### Отрывок для чтения ###

Отвечал Станиславский. Он так смущался, что даже русские слова произносил не по-русски и трудно было уловить смысл его речи. Двое из присутствующих говорили по-русски, и я искал сочувствия в их взглядах, но они упорно и сосредоточенно смотрели под стол. К концу вечера Станиславскому готовился сюрприз. Великолепный автомобиль ожидал его у подъезда рейнгардтовского «дворца». Это был подарок Рейнгардта своему гостю. Вероятно, по озорству характера я еще во время вечера шепнул Станиславскому о том, что ожидает его. Испуг выразился на его лице. Но, не желая огорчать Рейнгардта, он сделал вид, что ничего не знает. Вечер закончился. Один из директоров рейнгардтовских берлинских театров, говоривший по-русски, проводил Станиславского вниз. Увидев «свой» автомобиль, Станиславский растерялся: он не был уверен, знает ли он уже или еще нет о сюрпризе. Шофер распахнул дверцу, и директор, сняв шляпу, преподнес Станиславскому автомобиль от имени Рейнгардта. Станиславский развел руками, отступив от автомобиля, и стал играть сначала изумление, потом радость, потом благодарность. Когда церемония окончилась, утомленный и несчастный Станиславский сел в автомобиль. Он попросил меня доехать с ним до гостиницы. С тоской и испугом он сказал:
— Боже мой, Боже мой, что же мне делать с этим?
— С чем? — спросил я.
— Да вот, с этим… мотором? Все это очень хорошо и трогательно, но куда же я его дену? Везти с собой невозможно. Оставить тут тоже… как-то… не знаю. Ужас, ужас! И зачем он сделал это!
Подъехав к гостинице, Станиславский с растерянным выражением лица, прижав руки к груди, несколько раз поклонился шоферу и, простившись со мной, скрылся в дверях гостиницы.
Как обаятелен бывал Станиславский в минуты растерянности или рассеянности! Он делал и говорил странные вещи, никогда сам не замечая их.
Помню, однажды в Москве он принимал у себя в Каретном ряду какого-то знатного иностранного гостя. Тогда он тоже был несколько растерян. Усадив гостя около стола, неудобно и на отлете, сам он сел на некотором расстоянии от него и с неопределенной улыбкой, молча, стал смотреть ему в глаза. Раза четыре он наклонялся всем туловищем вперед, не то приветствуя гостя, не то поудобнее усаживаясь на стуле. Потом, помолчав, он кашлянул и, глядя гостю в ухо, сказал:
— Может, вы хотите пи-пи?

###

Что сделать -
[1] Выведите из отрывка о Станиславском фрагмент между словами «Подъехав к гостинице, Станиславский» и «не замечая их.», включая их.
[2] Объясните по отрывку о Станиславском в одном–трех предложениях, почему Станиславский сделал вид, что ничего не знает о подарке.
Опирайтесь только на отрывок о Станиславском.

### Исходные данные ###

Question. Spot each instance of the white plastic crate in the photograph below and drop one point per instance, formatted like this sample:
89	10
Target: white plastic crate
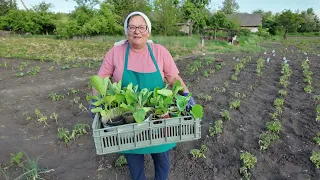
150	133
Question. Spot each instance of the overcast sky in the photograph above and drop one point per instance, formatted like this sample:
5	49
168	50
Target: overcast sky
245	5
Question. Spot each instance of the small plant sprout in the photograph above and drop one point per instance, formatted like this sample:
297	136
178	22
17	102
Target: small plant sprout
317	138
235	104
282	92
225	115
54	116
55	96
266	139
199	153
216	129
121	161
28	118
41	117
248	162
274	126
15	159
315	158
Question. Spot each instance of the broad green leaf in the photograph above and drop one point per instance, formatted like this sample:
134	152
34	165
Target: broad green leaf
197	111
120	98
165	92
139	115
96	110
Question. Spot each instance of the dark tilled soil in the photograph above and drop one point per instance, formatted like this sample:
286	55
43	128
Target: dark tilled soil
287	158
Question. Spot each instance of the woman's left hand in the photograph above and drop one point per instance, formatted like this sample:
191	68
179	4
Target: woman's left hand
191	102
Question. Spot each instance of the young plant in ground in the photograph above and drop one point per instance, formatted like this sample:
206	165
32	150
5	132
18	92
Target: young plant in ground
266	138
282	92
248	162
216	129
274	126
56	97
33	71
225	115
54	116
315	158
235	104
199	153
41	117
121	161
28	118
16	158
317	138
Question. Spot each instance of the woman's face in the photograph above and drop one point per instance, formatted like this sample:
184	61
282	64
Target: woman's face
136	36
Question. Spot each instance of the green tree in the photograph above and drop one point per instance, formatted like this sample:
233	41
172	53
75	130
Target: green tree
6	5
124	7
289	22
229	6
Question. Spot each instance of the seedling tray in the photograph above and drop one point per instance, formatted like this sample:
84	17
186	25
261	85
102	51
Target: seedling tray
149	133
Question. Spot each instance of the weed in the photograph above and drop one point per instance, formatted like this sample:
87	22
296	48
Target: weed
33	71
225	115
274	126
16	158
317	138
235	104
199	153
56	97
54	116
248	162
121	161
216	129
266	139
315	158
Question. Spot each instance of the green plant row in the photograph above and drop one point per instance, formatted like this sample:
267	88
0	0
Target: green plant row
114	100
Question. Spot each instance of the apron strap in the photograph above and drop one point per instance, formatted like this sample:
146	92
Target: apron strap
151	54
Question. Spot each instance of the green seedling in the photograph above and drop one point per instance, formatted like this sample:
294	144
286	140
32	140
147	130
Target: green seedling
56	97
266	139
315	158
248	162
28	118
33	71
225	115
121	161
235	104
317	138
234	77
308	88
282	92
279	102
54	116
16	158
273	126
199	153
216	129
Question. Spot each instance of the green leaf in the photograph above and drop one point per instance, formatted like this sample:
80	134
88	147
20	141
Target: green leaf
139	115
96	110
197	111
99	84
165	92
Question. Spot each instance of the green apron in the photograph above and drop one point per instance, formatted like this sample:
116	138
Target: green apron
149	81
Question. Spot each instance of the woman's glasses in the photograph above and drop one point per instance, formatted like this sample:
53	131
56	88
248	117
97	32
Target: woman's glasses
141	28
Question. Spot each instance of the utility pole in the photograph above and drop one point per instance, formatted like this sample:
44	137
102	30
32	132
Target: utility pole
24	5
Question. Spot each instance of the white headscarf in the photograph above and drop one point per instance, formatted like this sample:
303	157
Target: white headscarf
125	26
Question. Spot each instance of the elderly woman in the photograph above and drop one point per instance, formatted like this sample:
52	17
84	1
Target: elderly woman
137	60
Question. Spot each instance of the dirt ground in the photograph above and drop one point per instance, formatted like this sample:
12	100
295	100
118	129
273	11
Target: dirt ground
287	158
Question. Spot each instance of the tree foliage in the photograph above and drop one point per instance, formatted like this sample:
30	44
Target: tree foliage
230	6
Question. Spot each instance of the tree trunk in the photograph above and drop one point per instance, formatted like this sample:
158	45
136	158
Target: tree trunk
285	34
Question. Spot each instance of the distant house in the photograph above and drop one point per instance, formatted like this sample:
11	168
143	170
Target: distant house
186	27
247	21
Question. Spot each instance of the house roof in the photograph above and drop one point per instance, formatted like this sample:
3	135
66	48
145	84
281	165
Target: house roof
246	19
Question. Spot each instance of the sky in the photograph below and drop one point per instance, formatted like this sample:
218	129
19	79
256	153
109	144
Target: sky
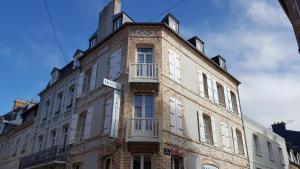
255	37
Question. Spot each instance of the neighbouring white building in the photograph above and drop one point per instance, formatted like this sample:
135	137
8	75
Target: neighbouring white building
266	149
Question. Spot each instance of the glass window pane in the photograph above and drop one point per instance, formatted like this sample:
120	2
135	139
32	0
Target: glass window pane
136	162
147	162
149	106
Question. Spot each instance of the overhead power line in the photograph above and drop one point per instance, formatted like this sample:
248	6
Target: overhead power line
54	31
167	10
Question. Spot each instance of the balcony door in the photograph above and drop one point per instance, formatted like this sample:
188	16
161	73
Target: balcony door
144	62
143	115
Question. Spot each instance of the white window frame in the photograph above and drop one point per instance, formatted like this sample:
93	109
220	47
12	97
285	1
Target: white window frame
257	146
142	159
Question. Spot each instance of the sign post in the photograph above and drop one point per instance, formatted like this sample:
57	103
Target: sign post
116	106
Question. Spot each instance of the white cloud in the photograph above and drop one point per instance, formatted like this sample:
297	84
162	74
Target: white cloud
259	45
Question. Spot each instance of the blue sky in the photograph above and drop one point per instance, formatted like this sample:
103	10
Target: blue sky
254	36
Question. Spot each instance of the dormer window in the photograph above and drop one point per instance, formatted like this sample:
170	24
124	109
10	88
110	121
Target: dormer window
172	22
173	25
54	75
117	23
93	42
196	42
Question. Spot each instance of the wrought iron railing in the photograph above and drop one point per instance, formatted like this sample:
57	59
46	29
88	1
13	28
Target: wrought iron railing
142	129
144	72
57	153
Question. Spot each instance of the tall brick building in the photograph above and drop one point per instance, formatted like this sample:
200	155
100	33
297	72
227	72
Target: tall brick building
292	10
176	108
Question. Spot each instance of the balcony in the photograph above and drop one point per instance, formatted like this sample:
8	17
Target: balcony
144	77
54	156
144	73
142	130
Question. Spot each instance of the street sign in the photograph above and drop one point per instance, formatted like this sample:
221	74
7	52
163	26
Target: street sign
111	84
115	114
167	151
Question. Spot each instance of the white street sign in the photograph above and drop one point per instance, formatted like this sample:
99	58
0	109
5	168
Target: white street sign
115	114
111	84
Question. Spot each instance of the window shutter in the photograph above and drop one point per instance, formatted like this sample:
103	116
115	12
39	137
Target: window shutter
93	77
235	142
210	89
115	114
173	114
79	85
226	98
193	161
229	99
107	116
201	85
177	68
179	117
215	91
201	126
88	123
214	131
244	143
171	64
238	104
225	136
73	128
115	65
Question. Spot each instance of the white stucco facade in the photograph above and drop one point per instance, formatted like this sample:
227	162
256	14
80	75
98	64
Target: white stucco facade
266	149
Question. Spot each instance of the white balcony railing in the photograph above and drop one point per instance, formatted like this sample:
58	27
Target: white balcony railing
142	130
144	72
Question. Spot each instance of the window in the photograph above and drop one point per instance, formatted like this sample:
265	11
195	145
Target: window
199	46
281	155
93	42
257	144
234	103
115	65
174	66
40	143
108	163
240	142
117	23
176	116
207	129
225	136
87	80
270	150
53	137
144	62
25	142
205	85
143	113
76	166
46	110
71	97
16	145
176	162
59	103
291	155
81	126
297	2
221	95
65	134
173	25
142	161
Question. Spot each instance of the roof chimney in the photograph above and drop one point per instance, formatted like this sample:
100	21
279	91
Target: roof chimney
198	43
106	16
219	60
279	128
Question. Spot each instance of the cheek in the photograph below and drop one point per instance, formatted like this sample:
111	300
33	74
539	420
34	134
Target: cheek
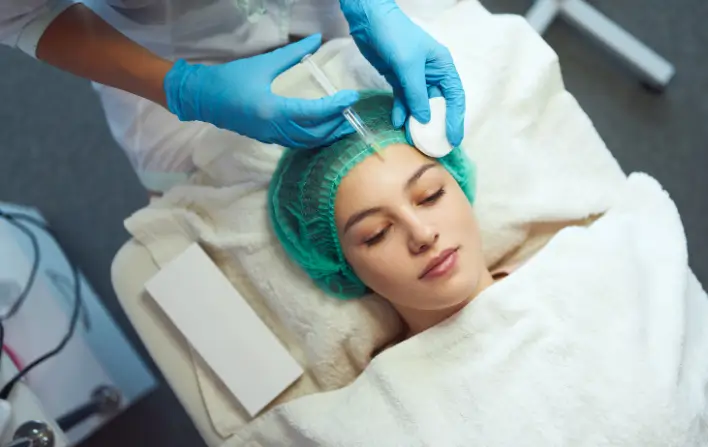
382	269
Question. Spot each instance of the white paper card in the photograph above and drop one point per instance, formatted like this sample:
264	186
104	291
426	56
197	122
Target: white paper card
221	326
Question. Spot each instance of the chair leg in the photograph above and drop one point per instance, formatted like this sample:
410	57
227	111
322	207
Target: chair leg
655	71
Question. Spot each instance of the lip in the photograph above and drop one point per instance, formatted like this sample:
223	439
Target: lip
441	264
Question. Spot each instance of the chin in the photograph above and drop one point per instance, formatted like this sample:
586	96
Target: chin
456	292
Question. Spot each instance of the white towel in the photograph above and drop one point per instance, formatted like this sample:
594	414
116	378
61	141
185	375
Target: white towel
599	340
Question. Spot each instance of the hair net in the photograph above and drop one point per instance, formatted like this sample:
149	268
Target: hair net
304	186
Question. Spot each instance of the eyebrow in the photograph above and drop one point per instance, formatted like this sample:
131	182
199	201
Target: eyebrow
361	215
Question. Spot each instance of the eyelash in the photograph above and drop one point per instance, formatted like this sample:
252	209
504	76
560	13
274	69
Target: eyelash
433	197
378	237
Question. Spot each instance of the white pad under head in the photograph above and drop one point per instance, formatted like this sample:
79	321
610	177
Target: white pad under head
431	138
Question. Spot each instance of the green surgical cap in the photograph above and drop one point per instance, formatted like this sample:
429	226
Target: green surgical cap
304	187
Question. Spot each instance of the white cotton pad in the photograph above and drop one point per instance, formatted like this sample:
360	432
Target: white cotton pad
431	138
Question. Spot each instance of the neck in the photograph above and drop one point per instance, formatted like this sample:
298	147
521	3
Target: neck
420	320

###

Ответы по заданиям -
[1]
Подъехав к гостинице, Станиславский с растерянным выражением лица, прижав руки к груди, несколько раз поклонился шоферу и, простившись со мной, скрылся в дверях гостиницы.
Как обаятелен бывал Станиславский в минуты растерянности или рассеянности! Он делал и говорил странные вещи, никогда сам не замечая их.

[2] Станиславский не хотел огорчать Рейнгардта, который приготовил ему в подарок автомобиль. Поэтому он притворился, что ничего не знает, хотя ему еще во время вечера шепнули о сюрпризе.